> _Extract_:
****************

The Crucible Unit Plan

 

Peer Pressure and Profiling: A Pre-Reading Group Activity for Use with The Crucible

Lesson Description:

This lesson introduces students to the concept of racial profiling and how it continues today. They will relate the activities portrayed in Arthur Miller?s The Crucible to current events in today?s society. This eleventh grade lesson plan is the first lesson in The Crucible Unit Plan and will be taught prior to reading the play. It will take 60-90 minutes to complete.

Standards:

 1.0: Writing: The student will develop the structural and creative skills necessary to produce written language that can be read and interpreted by various audiences.

·         write to process knowledge, to clarify thinking, to synthesize and evaluate information, to improve study skills, to

      gain confidence, and to promote lifelong communication.

 

4.0: Speaking and Listening: The student will express ideas clearly and effectively in a variety of oral contexts and apply active listening skills in the analysis and evaluation of spoken ideas.

·         4.01 Use and/or demonstrate an understanding of effective communications skills in a variety of speaking situations

Performance Objective:


Students will be able to:

·         construct meaning from text by making connections between what they already know and the new information they 

       read

·         create a written explanation to a selected topic/problem

 

Assessment

Students will identify common human reactions to pressure from peers in order to be able to apply the same concepts to the

characters in The Crucible for a formative assessment grade (worksheet).

****************

> _Provided data_:
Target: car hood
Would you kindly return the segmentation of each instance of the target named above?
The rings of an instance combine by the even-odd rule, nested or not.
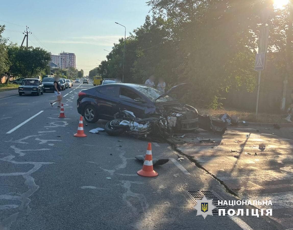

****************

> _The task_:
Answer these questions from the lesson plan:
(a) What grade is the lesson meant for?
(b) How long does the lesson take to complete?
(c) What kind of grade does the worksheet provide?
The material has nothing to do with the lesson plan.

> _Correct result_:
(a) Eleventh grade
(b) 60-90 minutes
(c) A formative assessment grade